- _GIVEN DATA_:
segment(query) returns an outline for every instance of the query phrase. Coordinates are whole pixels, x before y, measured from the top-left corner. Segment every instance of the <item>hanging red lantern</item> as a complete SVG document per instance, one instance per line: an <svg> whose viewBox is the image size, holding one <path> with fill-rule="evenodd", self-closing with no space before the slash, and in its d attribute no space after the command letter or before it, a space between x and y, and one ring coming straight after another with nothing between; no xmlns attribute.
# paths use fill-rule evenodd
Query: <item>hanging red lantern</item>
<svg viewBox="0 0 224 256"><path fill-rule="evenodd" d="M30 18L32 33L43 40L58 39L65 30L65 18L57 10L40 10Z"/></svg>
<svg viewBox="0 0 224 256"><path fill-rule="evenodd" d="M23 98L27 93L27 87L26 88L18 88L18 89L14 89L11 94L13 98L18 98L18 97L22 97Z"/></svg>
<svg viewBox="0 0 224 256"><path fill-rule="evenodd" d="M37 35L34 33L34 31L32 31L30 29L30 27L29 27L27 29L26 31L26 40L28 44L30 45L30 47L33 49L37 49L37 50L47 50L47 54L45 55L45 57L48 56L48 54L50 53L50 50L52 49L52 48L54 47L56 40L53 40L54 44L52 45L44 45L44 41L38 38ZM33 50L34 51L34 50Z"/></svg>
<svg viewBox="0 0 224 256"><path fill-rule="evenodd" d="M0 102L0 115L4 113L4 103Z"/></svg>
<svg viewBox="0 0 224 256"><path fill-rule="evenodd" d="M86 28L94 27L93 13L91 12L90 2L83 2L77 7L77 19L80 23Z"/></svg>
...
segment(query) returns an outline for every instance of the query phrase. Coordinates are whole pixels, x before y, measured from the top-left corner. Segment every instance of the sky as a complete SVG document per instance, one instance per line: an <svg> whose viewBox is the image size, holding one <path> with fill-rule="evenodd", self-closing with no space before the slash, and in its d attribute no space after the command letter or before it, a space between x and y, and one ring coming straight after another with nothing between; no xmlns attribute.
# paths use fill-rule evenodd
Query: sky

- _TASK BRIEF_: State how many rows above contain the string "lantern", treating uppercase and lowercase letters as distinct, and give only that number.

- _ANSWER TO THIS TASK_: 2